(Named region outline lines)
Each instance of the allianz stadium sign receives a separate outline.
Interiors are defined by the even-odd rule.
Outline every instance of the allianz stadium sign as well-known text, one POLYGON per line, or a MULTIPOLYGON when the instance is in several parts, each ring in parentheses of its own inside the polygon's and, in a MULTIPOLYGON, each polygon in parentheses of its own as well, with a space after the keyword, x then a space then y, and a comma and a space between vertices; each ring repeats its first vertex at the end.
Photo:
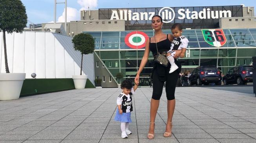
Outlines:
MULTIPOLYGON (((123 20, 125 21, 152 20, 156 14, 155 12, 132 13, 131 10, 120 9, 112 10, 110 20, 123 20)), ((231 11, 230 10, 211 11, 210 8, 203 9, 202 11, 190 11, 189 9, 178 9, 178 14, 176 15, 174 11, 171 7, 162 8, 158 12, 164 23, 169 23, 174 18, 180 20, 218 19, 222 17, 231 17, 231 11)))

* **Problem to work on**:
Format the lines as a numbered list, dropping any blank lines. Keep the picture out of your answer.

* **Task result**:
1. Each instance of the allianz stadium sign receives a separate outline.
2. Interiors are defined by the even-odd rule.
3. Outline every instance of the allianz stadium sign as well-known text, one POLYGON per line, or a MULTIPOLYGON when the instance is in several parts, each ring in parentheses of its own inside the polygon's and, in a MULTIPOLYGON, each polygon in parentheses of its own as well, with a space after the keyword, x then a space then y, and a comma and a space between vertices; each ring repeats its first vertex at the end.
4. Photo:
5. Outlines:
6. MULTIPOLYGON (((123 20, 125 21, 152 20, 156 14, 155 12, 132 13, 131 10, 120 9, 112 10, 110 20, 123 20)), ((231 11, 230 10, 211 11, 210 8, 203 9, 202 11, 190 11, 189 9, 178 9, 178 14, 176 15, 174 11, 171 7, 162 8, 158 12, 164 23, 169 23, 174 18, 180 20, 218 19, 222 17, 231 17, 231 11)))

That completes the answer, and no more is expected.